> [WRITTEN TASK A] Please rewrite the lines of the records from the line with "In this exercise you will point out the lake" to the line with "[(817, 505)]" as a numbered list, leaving out any blank lines and nothing else.

Performance. After spending two days onboard the Grady-White 366 Canyon in some wicked 20-knot-plus winds, I concluded that this word pretty much sums up this mammoth center console.
The first and most obvious reason for this opinion came from the fact that my test vessel was outfitted with three, monster-size, 804-pound, 350-hp V8 Yamaha four-stroke outboards. Twin 350s are standard with the boat's $361,000 base price; the third engine will run you a $41,000 up charge. According to Grady-White, the 366's average cruise speed with twins will be about the same 35.8 mph I recorded on test day, but the 55-mph top-end speed I measured will drop by about 10 mph.
Either way, I found her big motors, which occupy the transom of this beamy (13'2") beast, to be quite efficient. With the trio humming along at 4000 rpm (they're rated at 6000 rpm), the 366 cut cross the North Carolina's Pamlico River at cruise speed while burning a total of 35.4 gph for 1.01 mpg. With her 420-gallon fuel capacity and a ten-percent reserve, this gives the boat a 365-statutemile range. At WOT, the 366 drops to 0.53 mpg and her range is reduced to 191 statute miles. Nevertheless, firewalling the throttles is serious fun to do now and then.
This vessel's big beam, which carries well aft, combined with her Hunt-drawn SeaV2 hull, a continually variable-deadrise design with a sharp entry for slicing and modified aftersections to enhance lift, provided my test boat with a stable ride at all speeds.
I spent a good amount time at her wheel on day two, running her in a confused seas at the confluence of the Alligator and Pamlico rivers while that big wind pushed in from the East. Yet the 366 did a solid job of running arrow-straight while cutting down the chop. In fact, during a good hour-long run across the whitecapped water at a steady 35 mph, salt-spray drops hit the wraparound composite windshield just once.
Her standard Teleflex SeaStar power-assisted steering inspired enough confidence that I confidently put her into a series of quick S-turns, and some hardover ones, too, while running at 4100 rpm. She handled it all with aplomb though I noted a 300-rpm decrease on all three motors when we were really leaning into her two-boatlength turns. That said, even with her engines trimmed up just above their midway point and running at 35 mph-plus, I couldn't get her props to vent.

> [WRITTEN TASK B] According to the boat review, how much does the third engine add to the price?

> [INPUT MATERIAL]
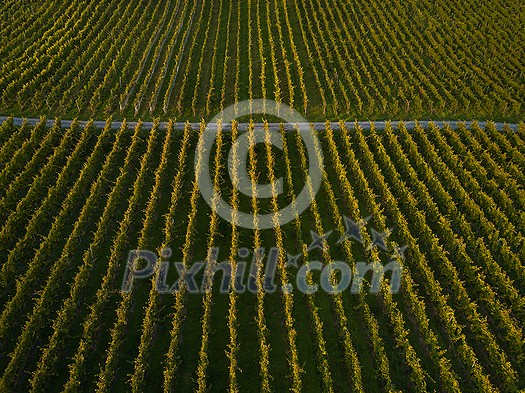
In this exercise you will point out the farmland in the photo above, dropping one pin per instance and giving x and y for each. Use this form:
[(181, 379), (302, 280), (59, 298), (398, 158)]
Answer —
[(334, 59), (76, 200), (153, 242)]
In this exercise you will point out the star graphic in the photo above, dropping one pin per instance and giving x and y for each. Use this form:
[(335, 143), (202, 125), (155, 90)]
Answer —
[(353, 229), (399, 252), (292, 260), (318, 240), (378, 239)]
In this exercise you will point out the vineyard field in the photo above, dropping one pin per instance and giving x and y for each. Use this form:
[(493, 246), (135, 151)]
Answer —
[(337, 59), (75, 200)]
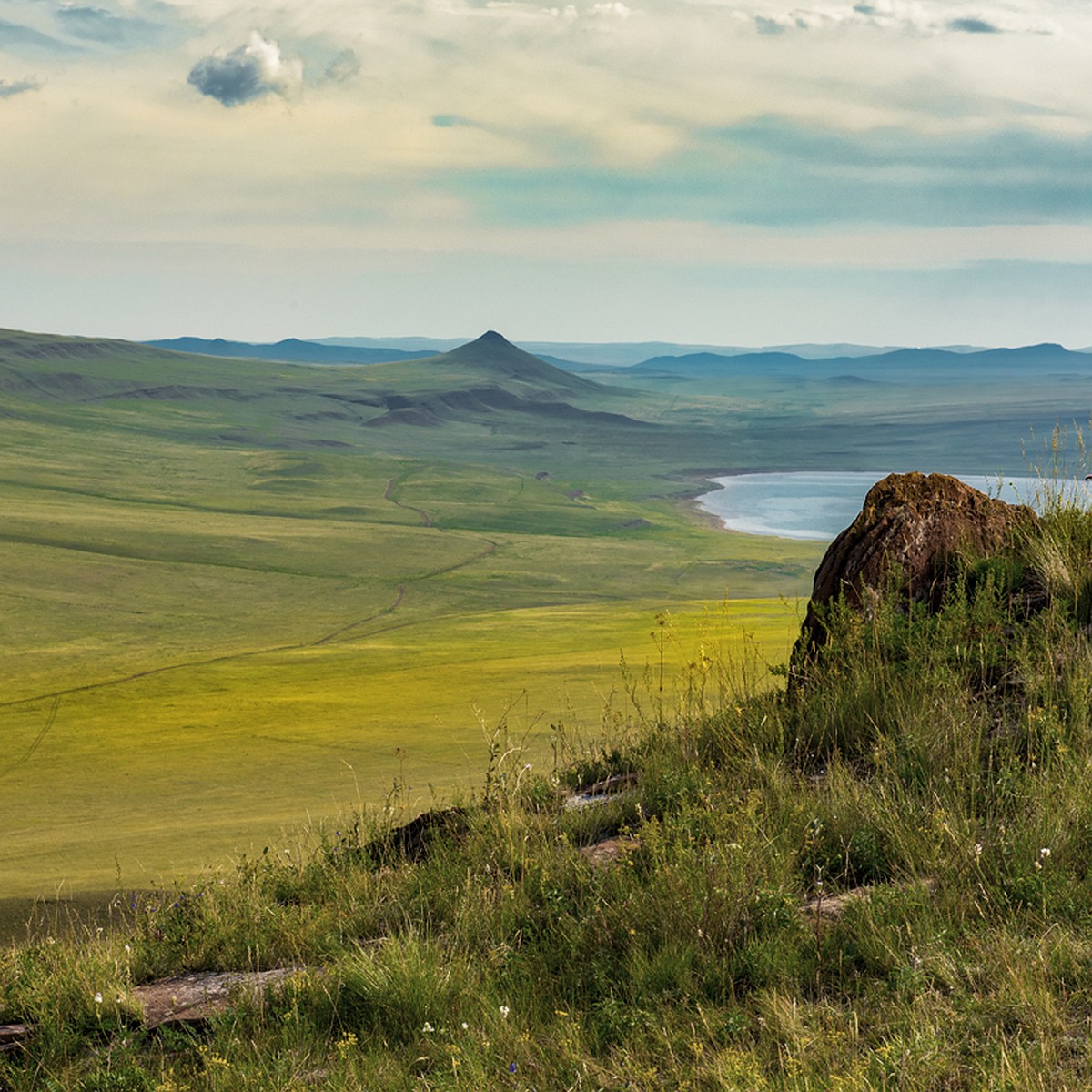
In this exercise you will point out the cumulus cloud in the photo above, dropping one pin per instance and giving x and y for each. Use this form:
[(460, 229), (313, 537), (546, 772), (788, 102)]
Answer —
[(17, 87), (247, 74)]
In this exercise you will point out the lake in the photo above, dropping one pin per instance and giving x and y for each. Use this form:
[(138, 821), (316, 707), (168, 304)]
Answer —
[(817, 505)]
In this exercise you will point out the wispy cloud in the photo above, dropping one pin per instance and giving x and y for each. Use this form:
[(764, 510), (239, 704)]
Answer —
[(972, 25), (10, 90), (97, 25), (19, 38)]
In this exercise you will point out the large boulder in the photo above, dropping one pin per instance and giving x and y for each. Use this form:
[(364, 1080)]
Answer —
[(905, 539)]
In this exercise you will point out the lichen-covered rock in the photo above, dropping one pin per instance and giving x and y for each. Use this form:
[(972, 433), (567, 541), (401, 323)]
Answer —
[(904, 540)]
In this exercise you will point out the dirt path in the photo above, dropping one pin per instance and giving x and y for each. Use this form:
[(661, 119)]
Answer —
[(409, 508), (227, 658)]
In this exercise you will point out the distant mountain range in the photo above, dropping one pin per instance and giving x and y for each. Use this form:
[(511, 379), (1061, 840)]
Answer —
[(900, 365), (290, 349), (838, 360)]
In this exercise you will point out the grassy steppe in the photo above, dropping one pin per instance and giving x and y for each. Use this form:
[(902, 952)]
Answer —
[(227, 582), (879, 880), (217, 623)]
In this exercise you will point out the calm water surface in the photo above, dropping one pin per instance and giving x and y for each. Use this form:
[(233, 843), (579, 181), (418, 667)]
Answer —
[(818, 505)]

--

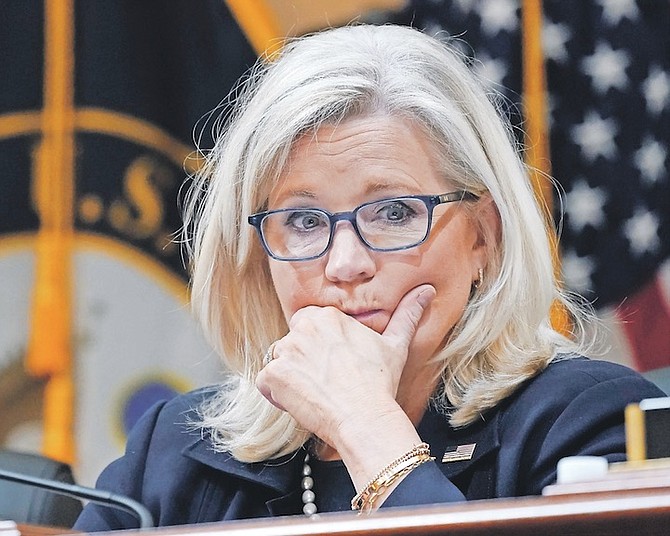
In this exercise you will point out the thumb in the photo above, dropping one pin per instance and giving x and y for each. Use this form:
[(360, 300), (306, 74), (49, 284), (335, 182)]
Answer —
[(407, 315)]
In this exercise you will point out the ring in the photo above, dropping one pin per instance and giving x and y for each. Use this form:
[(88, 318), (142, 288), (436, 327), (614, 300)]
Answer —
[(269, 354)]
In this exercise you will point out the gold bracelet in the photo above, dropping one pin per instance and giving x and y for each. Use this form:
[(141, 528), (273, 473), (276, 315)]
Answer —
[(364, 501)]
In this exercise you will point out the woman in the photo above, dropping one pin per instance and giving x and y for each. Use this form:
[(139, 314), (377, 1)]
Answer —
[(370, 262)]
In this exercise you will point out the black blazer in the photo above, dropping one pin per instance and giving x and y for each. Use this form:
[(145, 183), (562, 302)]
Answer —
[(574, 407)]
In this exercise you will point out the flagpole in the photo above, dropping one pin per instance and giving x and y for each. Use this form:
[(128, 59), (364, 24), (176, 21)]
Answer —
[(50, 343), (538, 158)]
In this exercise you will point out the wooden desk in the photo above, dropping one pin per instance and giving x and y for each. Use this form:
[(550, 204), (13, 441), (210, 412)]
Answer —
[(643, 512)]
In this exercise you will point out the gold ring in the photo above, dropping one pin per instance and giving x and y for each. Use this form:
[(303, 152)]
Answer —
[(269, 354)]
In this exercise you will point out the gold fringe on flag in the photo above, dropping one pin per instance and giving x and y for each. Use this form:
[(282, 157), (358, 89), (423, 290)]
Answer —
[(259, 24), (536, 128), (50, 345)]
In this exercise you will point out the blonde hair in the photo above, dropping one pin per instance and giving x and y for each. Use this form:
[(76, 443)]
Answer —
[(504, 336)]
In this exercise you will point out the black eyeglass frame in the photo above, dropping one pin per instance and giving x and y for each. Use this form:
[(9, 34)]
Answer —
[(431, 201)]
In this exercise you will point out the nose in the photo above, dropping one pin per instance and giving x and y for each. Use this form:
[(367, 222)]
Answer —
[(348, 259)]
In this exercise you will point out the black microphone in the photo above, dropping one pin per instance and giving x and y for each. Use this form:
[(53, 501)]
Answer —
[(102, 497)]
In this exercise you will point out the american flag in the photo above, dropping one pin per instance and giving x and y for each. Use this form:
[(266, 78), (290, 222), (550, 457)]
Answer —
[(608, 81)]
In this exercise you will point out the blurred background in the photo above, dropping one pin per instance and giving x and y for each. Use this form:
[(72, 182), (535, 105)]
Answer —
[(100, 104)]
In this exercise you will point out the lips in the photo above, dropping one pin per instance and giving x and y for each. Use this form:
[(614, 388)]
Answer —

> [WRITTEN REPLY A]
1. In this exercise you will point out the lake in the photo above, dropping one pin per instance and giving x and y for each. Use this form:
2. [(138, 821), (316, 707), (168, 304)]
3. Answer —
4. [(817, 505)]

> [WRITTEN REPLY B] $41,000